# [PROBLEM STATEMENT]
Everything in the records must be restated exactly, apart from the pictures.

□ □ □

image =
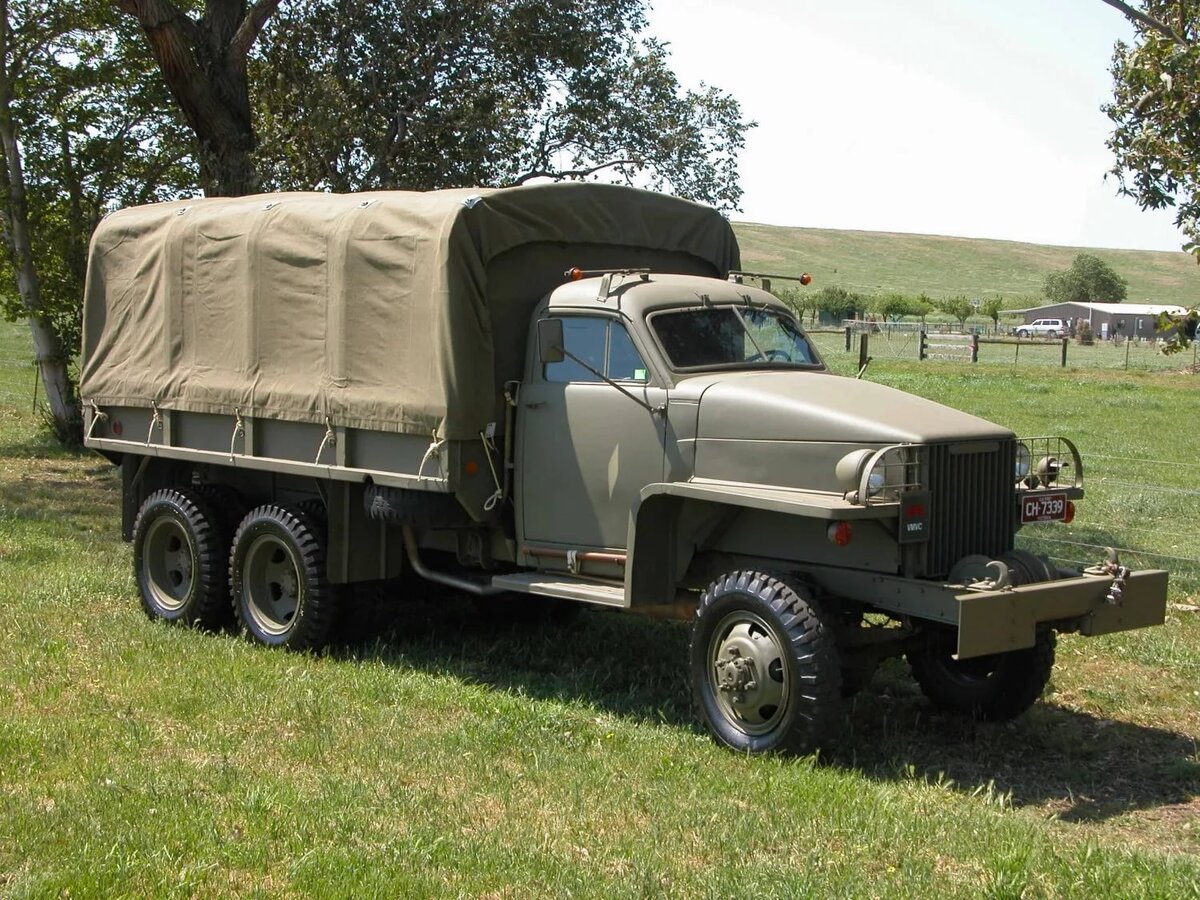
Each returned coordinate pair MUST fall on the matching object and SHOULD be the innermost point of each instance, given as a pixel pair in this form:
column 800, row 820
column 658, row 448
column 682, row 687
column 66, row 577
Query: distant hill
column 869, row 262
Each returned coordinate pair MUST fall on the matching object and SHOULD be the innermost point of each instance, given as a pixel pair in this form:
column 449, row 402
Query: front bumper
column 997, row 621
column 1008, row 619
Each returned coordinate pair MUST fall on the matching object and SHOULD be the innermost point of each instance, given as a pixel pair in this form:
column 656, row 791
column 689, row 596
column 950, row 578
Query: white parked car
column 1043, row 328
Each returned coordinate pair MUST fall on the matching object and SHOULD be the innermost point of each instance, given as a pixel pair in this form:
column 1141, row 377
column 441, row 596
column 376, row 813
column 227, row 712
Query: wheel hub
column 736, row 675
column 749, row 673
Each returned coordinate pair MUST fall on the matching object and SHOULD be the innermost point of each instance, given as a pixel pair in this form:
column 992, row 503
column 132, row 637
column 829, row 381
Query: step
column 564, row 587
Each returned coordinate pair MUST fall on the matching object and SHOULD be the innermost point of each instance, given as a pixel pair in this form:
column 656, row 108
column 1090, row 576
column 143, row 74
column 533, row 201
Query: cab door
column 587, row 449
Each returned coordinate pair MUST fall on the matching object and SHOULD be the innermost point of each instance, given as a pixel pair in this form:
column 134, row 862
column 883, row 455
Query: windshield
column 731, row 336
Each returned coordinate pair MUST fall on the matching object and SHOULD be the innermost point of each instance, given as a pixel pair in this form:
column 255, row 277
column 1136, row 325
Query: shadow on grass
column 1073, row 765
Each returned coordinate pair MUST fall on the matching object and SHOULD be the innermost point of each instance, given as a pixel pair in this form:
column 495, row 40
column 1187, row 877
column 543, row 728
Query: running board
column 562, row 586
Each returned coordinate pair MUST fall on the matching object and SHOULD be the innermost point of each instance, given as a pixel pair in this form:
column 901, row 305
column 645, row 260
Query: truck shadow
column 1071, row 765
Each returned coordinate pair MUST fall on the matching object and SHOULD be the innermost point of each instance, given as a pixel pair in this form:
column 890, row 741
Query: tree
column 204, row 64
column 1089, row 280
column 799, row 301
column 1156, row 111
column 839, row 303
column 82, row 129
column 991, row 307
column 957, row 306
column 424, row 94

□ □ □

# [ANSWER SPACE]
image =
Each returned coordinate pair MUST fall on the matching object and SHOULD be the innermost point of each instance, given as a pixel pair in this form:
column 800, row 820
column 658, row 448
column 682, row 687
column 66, row 577
Query: distant hill
column 869, row 262
Each returned coordinate pair MUST fall on the matching object and SHOULD be the innermost point of each instance, given as a pixel pair in this form:
column 449, row 402
Query: front bumper
column 997, row 621
column 1008, row 619
Each returned coordinate pair MUST fall on the matching object and SHOULD be the innermost point of each instance, given as a pixel pair in this form:
column 656, row 791
column 689, row 596
column 950, row 578
Query: white parked car
column 1043, row 328
Each returned coordinate pair MUST fall on the matching object and SHOULD be the innermost point of each instance, given as a pixel pair in this form:
column 1141, row 377
column 441, row 596
column 376, row 813
column 227, row 712
Query: wheel hub
column 736, row 675
column 749, row 673
Each returned coordinate pair MUST fall on the matching object and SHOULD be the innermost point of each instance, given as a pixel pair in this form:
column 992, row 503
column 132, row 637
column 829, row 381
Query: step
column 564, row 587
Each returned coordinate pair MUST fall on the matching object and SHOULD be the innermost point of each instance, given as a pixel pair in this form:
column 656, row 108
column 1090, row 576
column 143, row 74
column 533, row 201
Query: cab door
column 587, row 449
Each returned coordinate pair MUST fall on the matching object and SHOULD be the innermost point of each instance, given as a pixel pair in this form:
column 134, row 862
column 883, row 455
Query: windshield
column 731, row 336
Each returned coordinate pair MUST fall on the matching object and SHOULD be the innermost point of each instance, given as a pixel pair in this form:
column 255, row 277
column 1136, row 325
Query: shadow on grass
column 1073, row 765
Each returned coordinate pair MUST fall on the matching object and SHOULD be the innermost point of each instance, given as a pixel pair in this form:
column 495, row 40
column 1187, row 877
column 543, row 728
Query: running board
column 562, row 586
Each returned coordinate pair MUST fall on the matching object and SHOULD be the innermost point of each instance, given as a pixel pair in this form:
column 901, row 305
column 645, row 260
Query: truck shadow
column 1071, row 765
Each returned coordinate pair MUST fall on the matching object and SHOULD be the innermost point of each instance, given as a pixel pair in this form:
column 890, row 741
Query: tree
column 204, row 64
column 1089, row 280
column 799, row 301
column 1156, row 111
column 839, row 303
column 82, row 129
column 991, row 307
column 957, row 306
column 424, row 94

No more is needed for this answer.